- **PROVIDED TEXT**:
══════════
After a brief delay because of unhealthy air quality, the Moscow School District opened to in-person instruction this week and district officials say they feel confident they have the correct protocols in place to handle cases of COVID-19.
Superintendent Greg Bailey said Wednesday there have been virus cases reported among students.
“It’s ... kids that either the parents had it or they have been tested and they’re self-isolating,” Bailey said. “Luckily, most of them had it before they even came in, so they’re just staying out — but I think we’ve got a pretty good handle on it.”
Bailey said the district has a number of protocols in place to help minimize the possibility of an outbreak in its student body. If students show any symptoms, they will be sent home right away and parents are asked to do a daily checkup to ensure their child is not experiencing any symptoms of the virus.
“One of the things we did is we changed their attendance so that if they can continue to do their work when they’re home, they’re counted,” Bailey said. “If they’re sick at all, we want them to stay home — the old concept of, ‘oh tough it out,’ is not a thing we want to support right now.”
══════════
- **WHAT IS EXPECTED**:
Can you return, word for word, the part of the school reopening article starting with "After a brief" and going on through "cases of COVID-19."?

- **Natural-language object grounding data**:
══════════
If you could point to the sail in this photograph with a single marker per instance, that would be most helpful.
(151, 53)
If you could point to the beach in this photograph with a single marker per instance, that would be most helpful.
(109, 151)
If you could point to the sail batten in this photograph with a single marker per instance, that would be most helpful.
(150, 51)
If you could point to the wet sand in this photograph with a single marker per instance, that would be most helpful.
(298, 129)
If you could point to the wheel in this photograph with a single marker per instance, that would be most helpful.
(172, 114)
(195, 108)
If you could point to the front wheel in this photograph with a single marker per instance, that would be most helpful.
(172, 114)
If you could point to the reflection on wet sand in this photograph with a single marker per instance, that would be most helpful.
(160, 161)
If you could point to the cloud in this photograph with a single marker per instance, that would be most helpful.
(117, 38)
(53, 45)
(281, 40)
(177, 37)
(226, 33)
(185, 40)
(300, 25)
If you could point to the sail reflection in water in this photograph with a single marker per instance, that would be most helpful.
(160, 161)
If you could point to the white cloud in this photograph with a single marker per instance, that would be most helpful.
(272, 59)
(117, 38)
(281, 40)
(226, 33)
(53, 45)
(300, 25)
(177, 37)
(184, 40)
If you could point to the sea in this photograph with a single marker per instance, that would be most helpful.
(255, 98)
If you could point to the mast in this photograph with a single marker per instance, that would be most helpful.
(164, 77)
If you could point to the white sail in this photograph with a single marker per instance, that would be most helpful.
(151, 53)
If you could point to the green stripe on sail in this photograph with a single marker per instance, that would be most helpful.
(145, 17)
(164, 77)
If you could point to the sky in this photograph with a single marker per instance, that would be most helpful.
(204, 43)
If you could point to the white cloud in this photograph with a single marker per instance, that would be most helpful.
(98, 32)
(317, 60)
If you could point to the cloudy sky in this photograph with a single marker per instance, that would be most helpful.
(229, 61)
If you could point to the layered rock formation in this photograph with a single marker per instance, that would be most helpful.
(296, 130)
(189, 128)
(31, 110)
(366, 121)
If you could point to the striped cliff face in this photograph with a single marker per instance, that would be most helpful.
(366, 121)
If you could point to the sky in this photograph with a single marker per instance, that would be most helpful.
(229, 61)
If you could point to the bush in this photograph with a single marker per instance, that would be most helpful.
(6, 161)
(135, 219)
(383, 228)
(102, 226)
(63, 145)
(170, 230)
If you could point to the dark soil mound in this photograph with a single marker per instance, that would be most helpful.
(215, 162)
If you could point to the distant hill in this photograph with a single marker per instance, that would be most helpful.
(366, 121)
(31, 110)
══════════
- **WRITTEN ANSWER**:
After a brief delay because of unhealthy air quality, the Moscow School District opened to in-person instruction this week and district officials say they feel confident they have the correct protocols in place to handle cases of COVID-19.